Our data is stored on some Azure blob storage container, in a folder named dataset/. This folder follows a structure of sub-folders that we'd like to keep intact.
The Azure blob storage container has been configured in our DVC environment as a DVC 'data remote', with name myazure (more info about DVC 'data remotes' here)
High-level idea
One possibility is to start the DVC pipeline by synchronizing a local dataset/ folder with the dataset/ folder on the remote container.
This can be achieved with a command-line tool called azcopy, which is available for Windows, Linux and macOS.
As recommended here, it is a good idea to add azcopy to your account or system path, so that you can call this application from any directory on your system.
The high-level idea is:
Add an initial update_dataset stage to the DVC pipeline that checks if changes have been made in the remote dataset/ directory (i.e., file additions, modifications or removals).
If changes are detected, the update_datset stage shall use the azcopy sync [src] [dst] command to apply the changes on the Azure blob storage container (the [src]) to the local dataset/ folder (the [dst])
Add a dependency between update_dataset and the subsequent DVC pipeline stage prepare, using a 'dummy' file. This file should be added to (a) the outputs of the update_dataset stage; and (b) the dependencies of the prepare stage.
Implementation
This procedure has been tested on Windows 10.
Add a simple update_dataset stage to the DVC pipeline by running:
$ dvc stage add -n update_dataset -d remote://myazure/dataset/ -o .dataset_updated azcopy sync \"https://[account].blob.core.windows.net/[container]/dataset?[sas token]\" \"dataset/\" --delete-destination=\"true\"
Notice how we specify the 'dummy' file .dataset_updated as an output of the stage.
Edit the dvc.yaml file directly to modify the command of the update_dataset stage. After the modifications, the command shall (a) create the .dataset_updated file after the azcopy command - touch .dataset_updated - and (b) pass the current date and time to the .dataset_updated file to guarantee uniqueness between different update events - echo %date%-%time% > .dataset_updated.
stages:
update_dataset:
cmd: azcopy sync "https://[account].blob.core.windows.net/[container]/dataset?[sas token]" "dataset/" --delete-destination="true" && touch .dataset_updated && echo %date%-%time% > .dataset_updated # updated command
deps:
- remote://myazure/dataset/
outs:
- .dataset_updated
...
I recommend editing the dvc.yaml file directly to modify the command, as I wasn't able to come up with a complete dvc add stage command that took care of everything in one go.

Excerpted data:
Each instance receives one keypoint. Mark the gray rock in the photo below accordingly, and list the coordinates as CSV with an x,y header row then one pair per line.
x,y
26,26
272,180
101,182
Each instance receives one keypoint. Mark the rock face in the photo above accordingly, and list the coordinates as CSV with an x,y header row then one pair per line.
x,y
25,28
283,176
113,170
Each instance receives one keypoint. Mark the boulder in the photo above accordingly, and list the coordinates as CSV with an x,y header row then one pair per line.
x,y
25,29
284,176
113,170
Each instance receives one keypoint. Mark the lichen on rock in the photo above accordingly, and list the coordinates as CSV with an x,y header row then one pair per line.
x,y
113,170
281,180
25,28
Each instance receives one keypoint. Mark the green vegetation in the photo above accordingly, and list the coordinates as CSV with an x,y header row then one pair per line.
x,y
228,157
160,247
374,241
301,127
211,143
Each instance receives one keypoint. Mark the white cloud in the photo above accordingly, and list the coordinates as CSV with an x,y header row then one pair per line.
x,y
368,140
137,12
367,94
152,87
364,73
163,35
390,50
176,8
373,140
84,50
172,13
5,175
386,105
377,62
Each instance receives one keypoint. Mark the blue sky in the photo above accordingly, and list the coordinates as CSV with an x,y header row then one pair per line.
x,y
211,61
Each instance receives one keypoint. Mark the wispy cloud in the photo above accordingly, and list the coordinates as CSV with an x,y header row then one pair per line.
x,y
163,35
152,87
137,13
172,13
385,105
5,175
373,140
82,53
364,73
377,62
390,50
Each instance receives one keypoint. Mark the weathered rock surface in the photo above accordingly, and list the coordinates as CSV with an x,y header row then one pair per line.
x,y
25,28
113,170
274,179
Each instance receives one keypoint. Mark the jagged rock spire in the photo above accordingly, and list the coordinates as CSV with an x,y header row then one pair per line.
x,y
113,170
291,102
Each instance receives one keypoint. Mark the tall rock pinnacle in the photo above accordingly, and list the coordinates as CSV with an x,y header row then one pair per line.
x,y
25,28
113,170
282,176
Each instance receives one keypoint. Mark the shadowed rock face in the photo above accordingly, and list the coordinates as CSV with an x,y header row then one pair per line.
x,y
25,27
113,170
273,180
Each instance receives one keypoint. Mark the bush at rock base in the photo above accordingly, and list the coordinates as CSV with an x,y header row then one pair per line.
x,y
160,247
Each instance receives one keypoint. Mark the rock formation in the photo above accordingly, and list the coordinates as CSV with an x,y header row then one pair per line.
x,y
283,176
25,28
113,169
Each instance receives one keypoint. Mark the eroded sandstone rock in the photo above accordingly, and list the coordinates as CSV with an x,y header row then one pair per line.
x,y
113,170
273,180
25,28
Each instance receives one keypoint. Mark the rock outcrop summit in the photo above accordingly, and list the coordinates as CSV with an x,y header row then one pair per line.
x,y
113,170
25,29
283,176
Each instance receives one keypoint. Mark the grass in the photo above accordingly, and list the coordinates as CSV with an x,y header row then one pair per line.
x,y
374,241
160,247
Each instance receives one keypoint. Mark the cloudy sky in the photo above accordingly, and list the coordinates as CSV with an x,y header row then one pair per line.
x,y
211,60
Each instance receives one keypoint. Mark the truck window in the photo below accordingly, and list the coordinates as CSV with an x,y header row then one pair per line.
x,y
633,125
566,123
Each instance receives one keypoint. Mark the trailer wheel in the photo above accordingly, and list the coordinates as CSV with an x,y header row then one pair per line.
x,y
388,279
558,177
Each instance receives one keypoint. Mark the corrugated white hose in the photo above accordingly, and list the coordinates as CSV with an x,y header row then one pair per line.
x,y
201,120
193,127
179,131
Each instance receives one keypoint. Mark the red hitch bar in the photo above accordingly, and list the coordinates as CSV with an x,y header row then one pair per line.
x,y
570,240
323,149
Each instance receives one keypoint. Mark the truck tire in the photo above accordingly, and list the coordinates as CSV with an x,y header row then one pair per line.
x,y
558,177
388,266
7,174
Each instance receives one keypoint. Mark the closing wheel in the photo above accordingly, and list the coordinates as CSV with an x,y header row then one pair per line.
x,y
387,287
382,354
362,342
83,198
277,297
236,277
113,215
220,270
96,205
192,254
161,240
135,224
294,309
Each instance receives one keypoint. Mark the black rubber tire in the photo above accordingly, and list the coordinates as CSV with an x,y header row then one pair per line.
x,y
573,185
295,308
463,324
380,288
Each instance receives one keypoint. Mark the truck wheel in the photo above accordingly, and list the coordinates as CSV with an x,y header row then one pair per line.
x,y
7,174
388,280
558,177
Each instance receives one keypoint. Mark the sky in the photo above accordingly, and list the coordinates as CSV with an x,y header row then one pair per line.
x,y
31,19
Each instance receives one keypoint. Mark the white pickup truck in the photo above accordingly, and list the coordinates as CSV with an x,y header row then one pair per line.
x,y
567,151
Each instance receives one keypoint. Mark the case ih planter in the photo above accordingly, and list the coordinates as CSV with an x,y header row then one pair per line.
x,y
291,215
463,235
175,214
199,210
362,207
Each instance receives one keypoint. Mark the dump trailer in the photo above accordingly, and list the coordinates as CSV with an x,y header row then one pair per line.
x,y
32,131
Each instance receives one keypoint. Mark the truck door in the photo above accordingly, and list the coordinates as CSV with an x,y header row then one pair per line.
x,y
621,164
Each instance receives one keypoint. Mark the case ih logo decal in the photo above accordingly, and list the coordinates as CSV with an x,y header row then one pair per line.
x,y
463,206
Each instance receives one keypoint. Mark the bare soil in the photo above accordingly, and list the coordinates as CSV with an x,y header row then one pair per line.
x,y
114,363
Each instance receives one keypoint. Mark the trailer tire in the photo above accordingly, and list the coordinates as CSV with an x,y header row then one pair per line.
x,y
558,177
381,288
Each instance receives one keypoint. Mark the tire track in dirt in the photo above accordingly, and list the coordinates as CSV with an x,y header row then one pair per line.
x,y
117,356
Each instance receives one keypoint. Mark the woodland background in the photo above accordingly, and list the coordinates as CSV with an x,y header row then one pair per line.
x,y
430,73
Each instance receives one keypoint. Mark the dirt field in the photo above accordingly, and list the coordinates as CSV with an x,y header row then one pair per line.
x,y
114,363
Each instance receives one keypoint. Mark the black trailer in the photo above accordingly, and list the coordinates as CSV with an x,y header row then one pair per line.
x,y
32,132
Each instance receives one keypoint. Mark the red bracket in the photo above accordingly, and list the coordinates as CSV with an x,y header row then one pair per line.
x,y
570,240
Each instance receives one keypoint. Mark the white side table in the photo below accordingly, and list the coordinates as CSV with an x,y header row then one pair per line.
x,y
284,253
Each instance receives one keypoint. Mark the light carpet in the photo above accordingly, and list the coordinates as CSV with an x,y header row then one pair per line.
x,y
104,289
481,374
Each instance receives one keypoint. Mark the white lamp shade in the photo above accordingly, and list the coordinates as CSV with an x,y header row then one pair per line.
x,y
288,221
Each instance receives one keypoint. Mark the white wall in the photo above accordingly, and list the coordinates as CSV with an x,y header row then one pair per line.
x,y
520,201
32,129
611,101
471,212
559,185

What you should do: Copy the passage from the excerpt on syncing a DVC dataset from Azure blob storage word for word, from "The Azure blob storage container has" to "DVC 'data remotes' here)".

The output:
The Azure blob storage container has been configured in our DVC environment as a DVC 'data remote', with name myazure (more info about DVC 'data remotes' here)